Work to do
Retype the items below word for word, from the very first line through the line that contains "[(700, 325), (671, 401), (446, 542), (88, 455)]", including both of those lines.

Saved entries
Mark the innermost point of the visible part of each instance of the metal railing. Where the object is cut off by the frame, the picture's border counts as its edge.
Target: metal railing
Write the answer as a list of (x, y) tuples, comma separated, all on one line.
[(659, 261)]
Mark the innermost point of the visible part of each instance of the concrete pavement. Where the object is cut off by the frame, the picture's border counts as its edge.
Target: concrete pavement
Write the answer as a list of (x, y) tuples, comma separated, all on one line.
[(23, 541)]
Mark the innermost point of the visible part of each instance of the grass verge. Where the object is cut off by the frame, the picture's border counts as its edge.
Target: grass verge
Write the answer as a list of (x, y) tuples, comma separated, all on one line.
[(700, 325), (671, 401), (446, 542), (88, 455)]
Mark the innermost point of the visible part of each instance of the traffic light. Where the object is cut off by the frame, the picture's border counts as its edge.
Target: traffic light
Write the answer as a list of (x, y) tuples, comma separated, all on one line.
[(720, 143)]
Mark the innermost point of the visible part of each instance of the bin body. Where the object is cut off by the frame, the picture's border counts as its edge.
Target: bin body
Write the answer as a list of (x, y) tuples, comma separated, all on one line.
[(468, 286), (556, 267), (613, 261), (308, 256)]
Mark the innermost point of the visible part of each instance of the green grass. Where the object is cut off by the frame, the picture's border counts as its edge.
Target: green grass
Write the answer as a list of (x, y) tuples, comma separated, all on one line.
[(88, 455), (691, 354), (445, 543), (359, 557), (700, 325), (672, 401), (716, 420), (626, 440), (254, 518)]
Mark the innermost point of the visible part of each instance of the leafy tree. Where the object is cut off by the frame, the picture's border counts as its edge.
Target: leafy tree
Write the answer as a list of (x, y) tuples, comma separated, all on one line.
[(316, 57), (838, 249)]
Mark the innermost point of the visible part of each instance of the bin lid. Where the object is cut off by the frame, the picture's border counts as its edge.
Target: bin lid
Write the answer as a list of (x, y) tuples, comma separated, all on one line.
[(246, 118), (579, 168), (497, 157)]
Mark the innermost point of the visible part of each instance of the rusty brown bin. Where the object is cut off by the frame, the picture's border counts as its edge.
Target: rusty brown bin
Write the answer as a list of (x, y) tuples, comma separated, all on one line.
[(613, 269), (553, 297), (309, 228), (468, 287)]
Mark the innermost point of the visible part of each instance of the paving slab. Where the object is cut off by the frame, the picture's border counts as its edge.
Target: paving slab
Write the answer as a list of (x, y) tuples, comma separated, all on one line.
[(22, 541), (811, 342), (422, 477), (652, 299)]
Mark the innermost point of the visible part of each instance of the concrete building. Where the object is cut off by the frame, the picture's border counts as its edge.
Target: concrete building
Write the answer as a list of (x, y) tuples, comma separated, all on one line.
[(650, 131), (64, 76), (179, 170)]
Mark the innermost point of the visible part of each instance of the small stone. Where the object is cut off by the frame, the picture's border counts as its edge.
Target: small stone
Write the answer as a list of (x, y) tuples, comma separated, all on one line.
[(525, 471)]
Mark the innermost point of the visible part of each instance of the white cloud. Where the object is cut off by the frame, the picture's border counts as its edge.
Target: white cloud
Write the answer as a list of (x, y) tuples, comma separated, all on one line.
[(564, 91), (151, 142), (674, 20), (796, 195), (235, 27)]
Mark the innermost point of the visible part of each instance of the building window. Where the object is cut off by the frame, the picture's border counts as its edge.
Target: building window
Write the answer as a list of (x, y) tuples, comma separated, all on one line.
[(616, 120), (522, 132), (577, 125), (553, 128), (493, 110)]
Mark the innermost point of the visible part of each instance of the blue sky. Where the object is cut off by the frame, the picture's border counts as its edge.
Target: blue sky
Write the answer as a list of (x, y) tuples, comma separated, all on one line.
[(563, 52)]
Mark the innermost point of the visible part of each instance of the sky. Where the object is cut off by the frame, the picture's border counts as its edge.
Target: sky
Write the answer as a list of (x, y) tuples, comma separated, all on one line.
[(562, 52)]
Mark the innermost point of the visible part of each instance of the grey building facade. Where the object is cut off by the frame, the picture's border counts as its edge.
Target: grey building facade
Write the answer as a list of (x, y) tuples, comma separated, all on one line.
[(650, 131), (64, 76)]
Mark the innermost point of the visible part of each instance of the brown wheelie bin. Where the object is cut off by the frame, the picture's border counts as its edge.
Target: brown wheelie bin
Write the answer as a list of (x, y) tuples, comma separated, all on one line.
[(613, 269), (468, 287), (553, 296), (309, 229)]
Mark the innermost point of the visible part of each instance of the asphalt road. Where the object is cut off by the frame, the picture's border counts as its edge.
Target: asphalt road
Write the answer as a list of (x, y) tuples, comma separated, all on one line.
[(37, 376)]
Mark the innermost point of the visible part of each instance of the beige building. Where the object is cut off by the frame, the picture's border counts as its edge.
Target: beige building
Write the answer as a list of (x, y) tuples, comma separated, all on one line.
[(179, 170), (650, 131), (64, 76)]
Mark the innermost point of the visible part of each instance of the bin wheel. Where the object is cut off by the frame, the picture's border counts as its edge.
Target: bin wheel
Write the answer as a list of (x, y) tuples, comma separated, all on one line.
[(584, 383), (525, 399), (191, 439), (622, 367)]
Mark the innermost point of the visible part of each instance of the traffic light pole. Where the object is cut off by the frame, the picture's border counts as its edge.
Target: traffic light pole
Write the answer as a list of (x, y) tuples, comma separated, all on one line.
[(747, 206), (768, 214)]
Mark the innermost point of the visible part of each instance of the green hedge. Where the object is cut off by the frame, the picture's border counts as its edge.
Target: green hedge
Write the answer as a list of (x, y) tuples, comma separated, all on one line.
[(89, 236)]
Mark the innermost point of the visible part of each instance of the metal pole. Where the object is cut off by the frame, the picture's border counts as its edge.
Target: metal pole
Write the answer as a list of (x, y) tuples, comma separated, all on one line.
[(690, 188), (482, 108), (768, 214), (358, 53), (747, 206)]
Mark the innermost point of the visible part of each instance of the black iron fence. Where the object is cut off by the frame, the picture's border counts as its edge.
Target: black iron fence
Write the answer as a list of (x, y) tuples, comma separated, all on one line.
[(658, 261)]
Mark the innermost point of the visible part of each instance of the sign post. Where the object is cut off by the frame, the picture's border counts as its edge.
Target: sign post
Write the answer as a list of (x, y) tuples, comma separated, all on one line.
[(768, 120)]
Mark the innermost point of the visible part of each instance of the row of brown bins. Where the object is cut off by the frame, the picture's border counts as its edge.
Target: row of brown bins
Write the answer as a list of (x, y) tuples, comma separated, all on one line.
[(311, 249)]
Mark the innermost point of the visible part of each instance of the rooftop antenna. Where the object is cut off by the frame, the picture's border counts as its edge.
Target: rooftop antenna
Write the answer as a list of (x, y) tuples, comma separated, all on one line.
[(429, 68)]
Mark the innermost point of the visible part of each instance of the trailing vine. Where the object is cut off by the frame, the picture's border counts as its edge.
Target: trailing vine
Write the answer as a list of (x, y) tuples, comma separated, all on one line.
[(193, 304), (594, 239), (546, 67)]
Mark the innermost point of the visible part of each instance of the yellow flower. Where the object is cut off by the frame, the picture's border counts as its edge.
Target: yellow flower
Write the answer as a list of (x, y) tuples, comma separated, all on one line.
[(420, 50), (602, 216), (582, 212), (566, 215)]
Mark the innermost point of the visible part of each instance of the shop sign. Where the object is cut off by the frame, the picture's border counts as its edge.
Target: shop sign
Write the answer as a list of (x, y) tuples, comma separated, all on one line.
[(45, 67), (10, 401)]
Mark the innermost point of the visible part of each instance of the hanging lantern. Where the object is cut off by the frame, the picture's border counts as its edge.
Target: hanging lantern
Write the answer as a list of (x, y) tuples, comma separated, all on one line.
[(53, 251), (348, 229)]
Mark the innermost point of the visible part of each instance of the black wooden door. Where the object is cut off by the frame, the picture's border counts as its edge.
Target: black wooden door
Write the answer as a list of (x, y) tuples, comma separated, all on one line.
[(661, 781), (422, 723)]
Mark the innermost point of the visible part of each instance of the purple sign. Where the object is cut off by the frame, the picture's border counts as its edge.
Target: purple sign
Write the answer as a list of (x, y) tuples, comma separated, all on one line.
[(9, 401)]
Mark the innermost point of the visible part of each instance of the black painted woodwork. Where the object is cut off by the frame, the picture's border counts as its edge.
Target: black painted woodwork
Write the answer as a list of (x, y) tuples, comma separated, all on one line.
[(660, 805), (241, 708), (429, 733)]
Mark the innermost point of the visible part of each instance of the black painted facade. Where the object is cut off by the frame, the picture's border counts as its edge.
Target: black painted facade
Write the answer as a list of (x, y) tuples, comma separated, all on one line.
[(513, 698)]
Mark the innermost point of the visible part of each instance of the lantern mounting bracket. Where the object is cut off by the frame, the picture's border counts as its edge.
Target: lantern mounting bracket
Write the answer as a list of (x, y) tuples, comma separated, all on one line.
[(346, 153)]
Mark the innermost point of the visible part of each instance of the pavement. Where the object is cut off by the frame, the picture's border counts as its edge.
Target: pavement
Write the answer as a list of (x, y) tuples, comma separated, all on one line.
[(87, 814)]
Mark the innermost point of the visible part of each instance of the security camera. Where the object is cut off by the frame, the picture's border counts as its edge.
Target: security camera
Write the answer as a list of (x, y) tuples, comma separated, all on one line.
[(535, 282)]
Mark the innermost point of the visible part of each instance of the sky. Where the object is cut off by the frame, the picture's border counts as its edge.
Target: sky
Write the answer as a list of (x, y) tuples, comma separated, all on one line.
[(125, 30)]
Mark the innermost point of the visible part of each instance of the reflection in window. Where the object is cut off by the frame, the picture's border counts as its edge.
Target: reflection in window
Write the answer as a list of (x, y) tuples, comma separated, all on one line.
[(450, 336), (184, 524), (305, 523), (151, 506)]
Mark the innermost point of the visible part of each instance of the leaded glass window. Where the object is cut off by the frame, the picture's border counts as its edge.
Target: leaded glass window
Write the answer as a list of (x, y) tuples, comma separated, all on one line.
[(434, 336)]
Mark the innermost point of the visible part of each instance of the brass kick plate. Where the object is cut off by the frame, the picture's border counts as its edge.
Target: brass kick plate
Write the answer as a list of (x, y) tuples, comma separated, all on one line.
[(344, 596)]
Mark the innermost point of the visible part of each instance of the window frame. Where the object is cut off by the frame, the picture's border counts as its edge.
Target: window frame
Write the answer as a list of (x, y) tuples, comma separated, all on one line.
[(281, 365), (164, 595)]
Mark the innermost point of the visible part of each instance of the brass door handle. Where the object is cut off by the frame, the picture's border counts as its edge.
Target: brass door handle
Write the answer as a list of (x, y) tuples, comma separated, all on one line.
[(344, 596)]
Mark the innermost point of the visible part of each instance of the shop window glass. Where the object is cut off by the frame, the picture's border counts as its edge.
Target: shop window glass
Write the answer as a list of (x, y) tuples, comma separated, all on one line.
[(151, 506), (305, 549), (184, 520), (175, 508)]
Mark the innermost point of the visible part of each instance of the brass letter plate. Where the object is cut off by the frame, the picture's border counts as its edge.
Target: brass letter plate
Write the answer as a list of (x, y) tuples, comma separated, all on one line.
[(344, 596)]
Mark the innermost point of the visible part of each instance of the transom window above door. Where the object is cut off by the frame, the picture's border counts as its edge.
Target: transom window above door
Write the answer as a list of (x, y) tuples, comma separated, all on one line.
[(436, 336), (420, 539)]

Answer in full
Mark the innermost point of the visible part of each instance of the metal railing. Where the object is cut off by the frame, the picture's border counts as its edge.
Target: metal railing
Write the answer as a list of (x, y) tuples, comma separated, all on one line.
[(659, 261)]
Mark the innermost point of the visible part of each instance of the concrete pavement. Where the object is cut off by the frame, the picture's border counts as its edge.
Target: concrete pavement
Write the answer as a list of (x, y) tuples, comma separated, all on one line.
[(23, 541)]
Mark the innermost point of the visible part of each instance of the grass verge. Where the object is cut off by the frame, the picture's border counts as its edge.
Target: grass verge
Write the answer as a list of (x, y) tuples, comma separated, all on one line.
[(700, 325), (671, 401), (446, 542), (88, 455)]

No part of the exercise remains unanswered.